WHAT IS BEING ASKED
Calculate how many lines in the following records hold the word "hair", and report that number without comment.

Records excerpted from a collection
==*==

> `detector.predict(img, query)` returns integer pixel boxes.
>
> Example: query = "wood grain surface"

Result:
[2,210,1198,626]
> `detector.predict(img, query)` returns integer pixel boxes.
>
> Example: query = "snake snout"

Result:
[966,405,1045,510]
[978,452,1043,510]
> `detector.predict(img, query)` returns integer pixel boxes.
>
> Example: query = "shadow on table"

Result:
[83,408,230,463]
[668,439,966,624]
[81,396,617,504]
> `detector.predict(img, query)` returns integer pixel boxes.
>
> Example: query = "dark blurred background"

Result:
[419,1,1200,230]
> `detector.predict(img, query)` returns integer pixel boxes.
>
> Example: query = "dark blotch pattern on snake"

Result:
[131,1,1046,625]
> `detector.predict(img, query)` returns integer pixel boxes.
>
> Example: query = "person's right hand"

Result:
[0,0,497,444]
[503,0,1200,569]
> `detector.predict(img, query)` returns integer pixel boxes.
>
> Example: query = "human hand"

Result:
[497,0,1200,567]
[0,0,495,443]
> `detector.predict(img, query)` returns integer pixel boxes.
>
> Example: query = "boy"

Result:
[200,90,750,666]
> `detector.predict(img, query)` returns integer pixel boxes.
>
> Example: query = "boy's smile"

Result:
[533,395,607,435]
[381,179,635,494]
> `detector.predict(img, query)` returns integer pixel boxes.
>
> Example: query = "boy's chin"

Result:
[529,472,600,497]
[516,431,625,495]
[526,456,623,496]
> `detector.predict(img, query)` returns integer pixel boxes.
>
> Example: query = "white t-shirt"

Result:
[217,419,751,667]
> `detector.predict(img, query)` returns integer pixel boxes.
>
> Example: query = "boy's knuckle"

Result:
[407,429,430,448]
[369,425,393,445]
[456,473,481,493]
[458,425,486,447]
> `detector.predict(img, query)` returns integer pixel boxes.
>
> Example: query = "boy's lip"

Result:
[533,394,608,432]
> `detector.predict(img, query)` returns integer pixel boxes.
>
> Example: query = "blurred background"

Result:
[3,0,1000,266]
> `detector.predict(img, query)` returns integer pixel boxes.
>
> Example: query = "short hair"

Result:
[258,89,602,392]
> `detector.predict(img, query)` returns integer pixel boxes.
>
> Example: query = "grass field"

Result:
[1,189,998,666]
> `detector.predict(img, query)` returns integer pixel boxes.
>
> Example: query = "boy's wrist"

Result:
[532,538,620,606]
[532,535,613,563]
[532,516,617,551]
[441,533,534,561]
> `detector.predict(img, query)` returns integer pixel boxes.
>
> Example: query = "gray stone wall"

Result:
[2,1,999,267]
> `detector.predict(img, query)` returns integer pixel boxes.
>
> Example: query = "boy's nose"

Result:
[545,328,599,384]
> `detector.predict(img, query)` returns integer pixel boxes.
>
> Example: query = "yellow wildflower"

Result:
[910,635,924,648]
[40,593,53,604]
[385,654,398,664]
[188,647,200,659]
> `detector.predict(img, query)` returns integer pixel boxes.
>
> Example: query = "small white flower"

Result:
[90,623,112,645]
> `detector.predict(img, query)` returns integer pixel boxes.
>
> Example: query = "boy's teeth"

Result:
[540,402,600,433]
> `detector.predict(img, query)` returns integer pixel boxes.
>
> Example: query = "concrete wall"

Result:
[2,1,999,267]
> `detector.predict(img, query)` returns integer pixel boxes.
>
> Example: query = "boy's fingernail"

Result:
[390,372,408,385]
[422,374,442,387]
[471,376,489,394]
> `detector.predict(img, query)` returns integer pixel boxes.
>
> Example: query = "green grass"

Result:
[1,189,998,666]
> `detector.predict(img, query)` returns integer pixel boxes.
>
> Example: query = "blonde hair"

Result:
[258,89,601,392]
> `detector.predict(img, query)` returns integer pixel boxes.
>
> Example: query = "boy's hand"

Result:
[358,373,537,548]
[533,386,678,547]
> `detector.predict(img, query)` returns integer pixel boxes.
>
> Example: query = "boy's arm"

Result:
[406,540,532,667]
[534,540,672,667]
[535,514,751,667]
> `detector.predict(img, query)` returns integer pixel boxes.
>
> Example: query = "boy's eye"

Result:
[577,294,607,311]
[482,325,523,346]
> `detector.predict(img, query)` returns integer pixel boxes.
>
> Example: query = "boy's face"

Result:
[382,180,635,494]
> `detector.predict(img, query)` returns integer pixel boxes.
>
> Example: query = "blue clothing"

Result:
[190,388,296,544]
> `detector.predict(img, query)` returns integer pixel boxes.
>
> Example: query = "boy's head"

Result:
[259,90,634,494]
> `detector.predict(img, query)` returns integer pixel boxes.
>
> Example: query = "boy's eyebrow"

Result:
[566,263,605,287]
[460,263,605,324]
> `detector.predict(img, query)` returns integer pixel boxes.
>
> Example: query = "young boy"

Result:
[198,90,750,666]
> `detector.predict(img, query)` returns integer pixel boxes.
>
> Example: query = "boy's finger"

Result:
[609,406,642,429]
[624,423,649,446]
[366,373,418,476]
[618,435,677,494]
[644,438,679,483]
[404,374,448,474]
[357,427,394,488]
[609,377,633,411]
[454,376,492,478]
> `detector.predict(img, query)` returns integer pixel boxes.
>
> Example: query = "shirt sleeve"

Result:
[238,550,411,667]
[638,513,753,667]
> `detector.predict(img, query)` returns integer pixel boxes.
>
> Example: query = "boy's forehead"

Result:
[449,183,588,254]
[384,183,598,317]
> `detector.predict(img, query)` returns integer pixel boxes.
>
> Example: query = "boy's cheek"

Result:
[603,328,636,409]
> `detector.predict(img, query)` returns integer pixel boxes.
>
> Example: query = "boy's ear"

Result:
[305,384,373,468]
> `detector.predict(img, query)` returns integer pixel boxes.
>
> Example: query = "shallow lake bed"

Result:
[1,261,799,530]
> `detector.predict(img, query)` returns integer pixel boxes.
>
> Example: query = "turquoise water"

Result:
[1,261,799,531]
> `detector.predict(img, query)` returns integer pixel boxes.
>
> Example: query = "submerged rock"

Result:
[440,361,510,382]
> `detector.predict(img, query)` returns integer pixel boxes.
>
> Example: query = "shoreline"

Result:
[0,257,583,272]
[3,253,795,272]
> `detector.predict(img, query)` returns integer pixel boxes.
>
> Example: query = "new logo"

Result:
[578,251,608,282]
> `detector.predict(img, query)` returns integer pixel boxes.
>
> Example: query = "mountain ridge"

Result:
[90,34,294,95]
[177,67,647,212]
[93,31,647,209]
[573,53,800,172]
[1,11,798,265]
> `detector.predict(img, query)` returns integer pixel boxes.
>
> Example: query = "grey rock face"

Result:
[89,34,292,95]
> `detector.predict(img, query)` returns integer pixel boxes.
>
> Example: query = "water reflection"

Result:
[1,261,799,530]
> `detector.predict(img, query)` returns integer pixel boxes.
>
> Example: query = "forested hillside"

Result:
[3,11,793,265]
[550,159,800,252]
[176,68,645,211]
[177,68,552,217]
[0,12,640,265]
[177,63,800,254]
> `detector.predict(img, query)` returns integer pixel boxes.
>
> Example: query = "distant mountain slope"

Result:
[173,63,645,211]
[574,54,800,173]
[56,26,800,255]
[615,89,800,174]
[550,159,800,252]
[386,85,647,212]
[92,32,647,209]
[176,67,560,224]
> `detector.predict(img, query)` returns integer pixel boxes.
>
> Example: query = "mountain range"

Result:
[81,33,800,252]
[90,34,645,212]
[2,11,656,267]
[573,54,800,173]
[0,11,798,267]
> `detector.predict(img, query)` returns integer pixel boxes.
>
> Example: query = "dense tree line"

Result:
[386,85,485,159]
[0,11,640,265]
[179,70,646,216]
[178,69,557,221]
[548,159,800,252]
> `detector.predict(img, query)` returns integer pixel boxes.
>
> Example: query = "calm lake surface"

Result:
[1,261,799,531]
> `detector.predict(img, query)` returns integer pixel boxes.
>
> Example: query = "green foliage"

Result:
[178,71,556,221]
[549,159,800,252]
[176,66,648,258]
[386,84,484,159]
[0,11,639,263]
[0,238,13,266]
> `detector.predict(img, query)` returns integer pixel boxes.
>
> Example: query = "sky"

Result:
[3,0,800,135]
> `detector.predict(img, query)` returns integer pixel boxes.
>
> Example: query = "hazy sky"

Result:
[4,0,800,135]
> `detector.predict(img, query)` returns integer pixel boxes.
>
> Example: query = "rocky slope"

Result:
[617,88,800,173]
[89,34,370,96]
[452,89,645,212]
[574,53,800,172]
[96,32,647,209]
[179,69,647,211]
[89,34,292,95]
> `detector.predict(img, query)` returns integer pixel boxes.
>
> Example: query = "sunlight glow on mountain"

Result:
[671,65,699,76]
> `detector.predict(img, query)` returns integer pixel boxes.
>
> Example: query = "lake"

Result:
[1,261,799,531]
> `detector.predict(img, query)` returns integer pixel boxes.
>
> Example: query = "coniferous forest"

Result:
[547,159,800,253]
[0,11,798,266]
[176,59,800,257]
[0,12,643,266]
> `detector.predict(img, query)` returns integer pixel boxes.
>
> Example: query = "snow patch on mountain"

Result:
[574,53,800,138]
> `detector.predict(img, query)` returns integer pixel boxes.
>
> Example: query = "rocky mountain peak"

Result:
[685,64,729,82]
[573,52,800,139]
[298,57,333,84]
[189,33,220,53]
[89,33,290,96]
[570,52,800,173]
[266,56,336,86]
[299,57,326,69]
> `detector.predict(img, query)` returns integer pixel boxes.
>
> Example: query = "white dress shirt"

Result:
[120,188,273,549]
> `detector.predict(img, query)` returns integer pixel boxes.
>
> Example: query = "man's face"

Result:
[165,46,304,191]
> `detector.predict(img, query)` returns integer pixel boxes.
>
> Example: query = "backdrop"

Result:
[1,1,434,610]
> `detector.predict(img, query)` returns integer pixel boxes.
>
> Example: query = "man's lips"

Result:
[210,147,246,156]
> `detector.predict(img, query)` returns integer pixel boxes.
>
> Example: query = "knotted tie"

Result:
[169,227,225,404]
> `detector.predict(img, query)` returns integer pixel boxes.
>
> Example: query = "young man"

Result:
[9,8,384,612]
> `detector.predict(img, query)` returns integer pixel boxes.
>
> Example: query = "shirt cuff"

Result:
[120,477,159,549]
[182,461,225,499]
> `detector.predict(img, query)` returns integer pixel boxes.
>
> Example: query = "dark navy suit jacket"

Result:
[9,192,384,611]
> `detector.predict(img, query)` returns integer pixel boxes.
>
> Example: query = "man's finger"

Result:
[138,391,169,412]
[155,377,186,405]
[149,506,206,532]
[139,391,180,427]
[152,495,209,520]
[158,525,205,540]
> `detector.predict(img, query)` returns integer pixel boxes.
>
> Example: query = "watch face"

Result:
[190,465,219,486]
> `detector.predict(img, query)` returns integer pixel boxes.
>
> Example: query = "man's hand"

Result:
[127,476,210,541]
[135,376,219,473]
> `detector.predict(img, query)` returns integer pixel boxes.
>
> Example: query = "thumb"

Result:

==*==

EXERCISE ANSWER
2